Provided passage:
┌────────

Added in v0.0.285 · Related issues · View source

Fix is always available.

What it does

Checks for the use of sum() to flatten lists of lists, which has quadratic complexity.

Why is this bad?

The use of sum() to flatten lists of lists is quadratic in the number of lists, as sum() creates a new list for each element in the summation.

Instead, consider using another method of flattening lists to avoid quadratic complexity. The following methods are all linear in the number of lists:

  • [*sublist for sublist in lists] (Python 3.15+)
  • functools.reduce(operator.iadd, lists, [])
  • list(itertools.chain.from_iterable(lists))
  • [item for sublist in lists for item in sublist]

When fixing relevant violations, Ruff uses the starred-list-comprehension form on Python 3.15 and later. On older Python versions, Ruff falls back to the functools.reduce form, which outperforms the other pre-3.15 alternatives in microbenchmarks.

Example

lists = [[1, 2, 3], [4, 5, 6], [7, 8, 9]]
joined = sum(lists, [])

Use instead:

lists = [[1, 2, 3], [4, 5, 6], [7, 8, 9]]
joined = [*sublist for sublist in lists]

Fix safety

This fix is always marked as unsafe because the replacement may accept any iterable where sum previously required lists. On Python 3.15 and later, Ruff uses iterable unpacking within a list comprehension; on older Python versions, Ruff uses operator.iadd. In both cases, code that previously raised an error may silently succeed. Moreover, the fix could remove comments from the original code.

└────────

Dataset excerpts:

┌────────

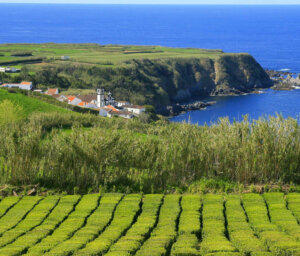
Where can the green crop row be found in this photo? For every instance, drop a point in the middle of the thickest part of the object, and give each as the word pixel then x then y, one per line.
pixel 278 242
pixel 34 218
pixel 96 223
pixel 136 235
pixel 59 214
pixel 293 203
pixel 124 216
pixel 189 227
pixel 164 233
pixel 74 222
pixel 17 213
pixel 6 203
pixel 213 235
pixel 280 215
pixel 240 232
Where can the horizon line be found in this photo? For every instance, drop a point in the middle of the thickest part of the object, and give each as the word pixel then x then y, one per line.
pixel 204 4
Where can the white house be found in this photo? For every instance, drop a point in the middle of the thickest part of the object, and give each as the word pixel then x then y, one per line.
pixel 23 85
pixel 52 91
pixel 123 114
pixel 65 57
pixel 122 103
pixel 135 109
pixel 73 100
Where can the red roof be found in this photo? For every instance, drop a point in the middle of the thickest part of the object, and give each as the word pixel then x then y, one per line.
pixel 71 98
pixel 52 91
pixel 26 83
pixel 112 108
pixel 82 103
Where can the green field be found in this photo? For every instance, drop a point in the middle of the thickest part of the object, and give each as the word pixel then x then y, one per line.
pixel 28 105
pixel 103 55
pixel 152 224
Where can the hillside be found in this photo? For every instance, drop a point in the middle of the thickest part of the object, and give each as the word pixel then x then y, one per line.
pixel 152 224
pixel 151 75
pixel 28 105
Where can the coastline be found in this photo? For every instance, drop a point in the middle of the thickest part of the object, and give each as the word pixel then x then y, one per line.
pixel 177 109
pixel 282 80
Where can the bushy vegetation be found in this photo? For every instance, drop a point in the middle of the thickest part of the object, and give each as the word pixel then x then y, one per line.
pixel 64 151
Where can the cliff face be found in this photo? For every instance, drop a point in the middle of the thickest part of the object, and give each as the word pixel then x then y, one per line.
pixel 162 82
pixel 178 80
pixel 239 73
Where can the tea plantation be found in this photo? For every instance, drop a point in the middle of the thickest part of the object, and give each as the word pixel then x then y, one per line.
pixel 153 224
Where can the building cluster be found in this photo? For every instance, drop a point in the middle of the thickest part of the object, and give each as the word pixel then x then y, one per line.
pixel 9 70
pixel 23 85
pixel 103 102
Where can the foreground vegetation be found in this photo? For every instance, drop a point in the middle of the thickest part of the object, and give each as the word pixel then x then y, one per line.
pixel 151 224
pixel 153 75
pixel 64 150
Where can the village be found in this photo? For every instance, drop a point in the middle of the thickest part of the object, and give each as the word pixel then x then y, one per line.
pixel 100 101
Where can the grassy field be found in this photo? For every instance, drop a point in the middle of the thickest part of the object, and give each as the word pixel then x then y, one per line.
pixel 28 105
pixel 151 224
pixel 103 55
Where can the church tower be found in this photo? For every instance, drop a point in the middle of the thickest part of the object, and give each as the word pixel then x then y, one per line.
pixel 100 98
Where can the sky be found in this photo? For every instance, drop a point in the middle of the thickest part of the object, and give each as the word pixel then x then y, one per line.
pixel 155 1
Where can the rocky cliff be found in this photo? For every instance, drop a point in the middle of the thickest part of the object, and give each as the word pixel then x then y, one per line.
pixel 180 80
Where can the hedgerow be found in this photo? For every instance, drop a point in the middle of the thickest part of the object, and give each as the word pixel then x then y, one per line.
pixel 59 214
pixel 278 242
pixel 132 156
pixel 189 227
pixel 74 222
pixel 213 235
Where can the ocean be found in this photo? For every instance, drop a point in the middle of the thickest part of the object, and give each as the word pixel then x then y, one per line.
pixel 270 33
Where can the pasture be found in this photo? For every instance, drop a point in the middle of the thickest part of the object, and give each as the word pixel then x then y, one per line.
pixel 101 55
pixel 151 224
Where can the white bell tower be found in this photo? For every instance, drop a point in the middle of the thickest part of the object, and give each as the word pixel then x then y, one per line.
pixel 100 98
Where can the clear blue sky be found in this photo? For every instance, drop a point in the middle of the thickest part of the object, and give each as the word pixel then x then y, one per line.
pixel 157 1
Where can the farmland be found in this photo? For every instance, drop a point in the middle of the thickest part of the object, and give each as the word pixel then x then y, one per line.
pixel 94 54
pixel 151 224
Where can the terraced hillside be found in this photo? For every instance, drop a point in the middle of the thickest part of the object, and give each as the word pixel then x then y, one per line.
pixel 135 224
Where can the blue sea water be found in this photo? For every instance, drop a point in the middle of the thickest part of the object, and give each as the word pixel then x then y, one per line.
pixel 270 33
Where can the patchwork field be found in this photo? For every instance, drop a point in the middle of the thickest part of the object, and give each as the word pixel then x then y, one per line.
pixel 101 55
pixel 135 224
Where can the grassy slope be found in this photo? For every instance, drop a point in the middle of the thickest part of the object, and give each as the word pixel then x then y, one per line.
pixel 28 104
pixel 108 55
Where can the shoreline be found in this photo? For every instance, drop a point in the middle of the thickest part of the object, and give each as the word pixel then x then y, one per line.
pixel 203 104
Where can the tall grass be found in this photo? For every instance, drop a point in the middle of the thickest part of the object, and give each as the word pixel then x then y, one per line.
pixel 55 151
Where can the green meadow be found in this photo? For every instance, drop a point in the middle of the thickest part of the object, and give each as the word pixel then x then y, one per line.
pixel 102 55
pixel 151 224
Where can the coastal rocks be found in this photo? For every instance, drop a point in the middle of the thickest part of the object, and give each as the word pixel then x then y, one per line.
pixel 176 109
pixel 285 80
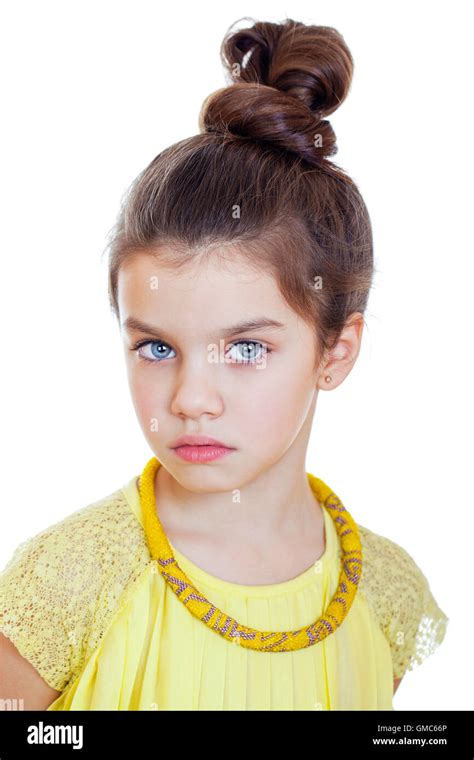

└────────

Complete the following:
a - Using the rule description, explain why its fix is always marked as unsafe.
b - Reproduce the stretch of the rule description from "Why is this" through "in the summation.".

Solutions in order:
a - The replacement may accept any iterable where sum previously required lists, so code that previously raised an error may silently succeed. The fix could also remove comments from the original code.

b -
Why is this bad?

The use of sum() to flatten lists of lists is quadratic in the number of lists, as sum() creates a new list for each element in the summation.